**Exercise instructions:**
1. According to the passage on robot football, in which magazine and issue did the line about two countries "separated by a common language" appear?
2. Return the part of the passage on robot football between "The robot football" and "or association football.", inclusive.
3. Resume the passage on robot football, picking up after its final sentence.

The “simple tasks” include finding a colleague or spotting and returning with a particular object. They’re simple. For a human.
Robots doing the same thing need to go past recognizing human speech and responding to particular phrases. They’ll need to understand our language. That means noticing what each word means in context, then getting meaningful information from statements.
The robot football squad doesn’t necessarily have good listening skills. They’re helping researchers get robots out of the factory another way.
Which reminds me, about “gridiron” and “football.” My English is American, mostly, so I’m not talking about cooking grills or association football.
Rugby isn’t soccer, soccer is football but it’s not the game Americans call football. That illustration shows what a rugby football looks like.
American footballs would be prolated spheroids if they didn’t have pointed ends. Which they do.
It’s as if a prolated spheroid decided to be a spindle just after the last possible opportunity. Except that implies self-awareness and volition in what’s essentially an inanimate object.
Somebody said our countries are “separated by a common language.”
It could have been George Bernard Shaw. Maybe it was, but folks apparently can’t find the quote in Shaw’s published work. I figured it might be Churchill. Or someone else. It showed up in a 1940s magazine:
“The United States and Great Britain are two countries separated by a common language.”
(Reader’s Digest (November 1942))
And that’s yet again another topic. Now, about footballs and spheroids. Since you’re human, you’re able to take an anthropomorphic reference as something other than a literal description. Which brings me back to robots playing football.
The idea isn’t replacing human football players. It’s developing smarter robots. Board games like chess aren’t exactly easy, but players take turns. One player moves, the other player moves, and so on.
In games like football, every member of each team and the ball may be moving. And there isn’t time to plan the ‘next move.’
“…Science fiction films predicted that in the future we would have intelligent robots.
“In the Day the Earth Stood Still, we had the sinister Gort; in Forbidden Planet there was Robby; and in the TV series Lost In Space it was Zachary Smith’s nemesis, the Robot.
“It’s been more than 50 years since those fictional representations – so where are they?

Segmentation labeling entries:

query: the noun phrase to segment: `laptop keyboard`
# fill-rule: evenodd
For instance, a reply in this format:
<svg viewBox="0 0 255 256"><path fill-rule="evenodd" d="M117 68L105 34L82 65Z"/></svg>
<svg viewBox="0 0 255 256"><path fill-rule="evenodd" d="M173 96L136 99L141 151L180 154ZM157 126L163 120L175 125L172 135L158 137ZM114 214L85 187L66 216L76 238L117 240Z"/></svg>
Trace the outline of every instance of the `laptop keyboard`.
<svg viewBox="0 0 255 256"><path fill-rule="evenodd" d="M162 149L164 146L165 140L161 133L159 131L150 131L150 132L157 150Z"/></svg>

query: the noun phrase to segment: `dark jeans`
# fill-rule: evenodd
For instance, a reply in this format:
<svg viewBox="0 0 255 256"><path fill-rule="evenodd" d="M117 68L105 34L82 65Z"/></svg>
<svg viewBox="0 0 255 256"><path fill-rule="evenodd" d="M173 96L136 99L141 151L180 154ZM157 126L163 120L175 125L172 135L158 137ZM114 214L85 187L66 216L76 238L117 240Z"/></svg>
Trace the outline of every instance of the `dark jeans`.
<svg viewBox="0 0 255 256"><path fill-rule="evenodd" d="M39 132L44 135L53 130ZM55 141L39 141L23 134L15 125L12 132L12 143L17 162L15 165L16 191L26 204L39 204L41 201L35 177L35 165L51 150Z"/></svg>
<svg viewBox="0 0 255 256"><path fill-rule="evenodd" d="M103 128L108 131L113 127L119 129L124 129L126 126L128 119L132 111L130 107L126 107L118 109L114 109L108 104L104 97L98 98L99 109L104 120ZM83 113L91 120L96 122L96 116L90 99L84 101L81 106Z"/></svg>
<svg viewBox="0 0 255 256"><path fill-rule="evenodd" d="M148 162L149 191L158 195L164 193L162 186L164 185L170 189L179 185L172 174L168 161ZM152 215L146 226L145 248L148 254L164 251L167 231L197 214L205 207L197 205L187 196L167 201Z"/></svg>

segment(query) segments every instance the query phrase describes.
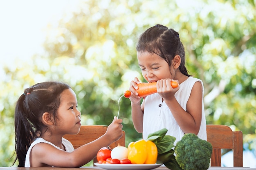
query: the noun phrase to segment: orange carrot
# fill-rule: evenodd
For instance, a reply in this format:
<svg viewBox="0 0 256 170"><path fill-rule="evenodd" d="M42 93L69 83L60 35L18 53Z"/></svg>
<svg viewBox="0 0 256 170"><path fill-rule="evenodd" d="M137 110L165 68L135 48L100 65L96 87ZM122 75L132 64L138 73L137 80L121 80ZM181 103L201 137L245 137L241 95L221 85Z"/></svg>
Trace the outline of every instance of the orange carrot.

**Final answers:**
1. Reader's Digest, November 1942.

2.
The robot football squad doesn’t necessarily have good listening skills. They’re helping researchers get robots out of the factory another way.
Which reminds me, about “gridiron” and “football.” My English is American, mostly, so I’m not talking about cooking grills or association football.

3.
“Although we have had robots in factories for decades, getting them to leave the shop-floor has been no easy task. In manufacturing plants, they carry out pre-ordained, repetitive tasks all day and night.
“But if they step outside, they are unable to deal with the chaos of the real world. It is a place where order and routine are gone. Even the simplest of tasks are complicated by the unpredictability and vagueness of human interaction….”
(Pallab Gosh, BBC News)
These Texas University researchers aren’t trying to write software that’ll understand our language. They figure AI, Artificial Intelligence, makes more sense. Their ‘office’ robots learn the way we do, more or less.
Humans often have the basics mastered by our first birthday. Very basic basics. Our vocabulary generally starts with words like “mama,” “dada,” and “uhoh.” We can understand more complex statements, like “come here.”
Humans learn language, our ‘cradle language’ anyway, by interacting with other humans. Mostly our parents, at first.3
The Texas U. ‘office’ robots start with a few pre-programmed voice commands. They learn more by asking questions. Lots of questions. Sort of like a human toddler, but without our need for sleep.
Maybe the robots would have stopped asking questions, eventually. The humans ran out of patience first. Dr. Jesse Thomason, a linguist, reprogrammed the robots to ask up to five questions; and then stop.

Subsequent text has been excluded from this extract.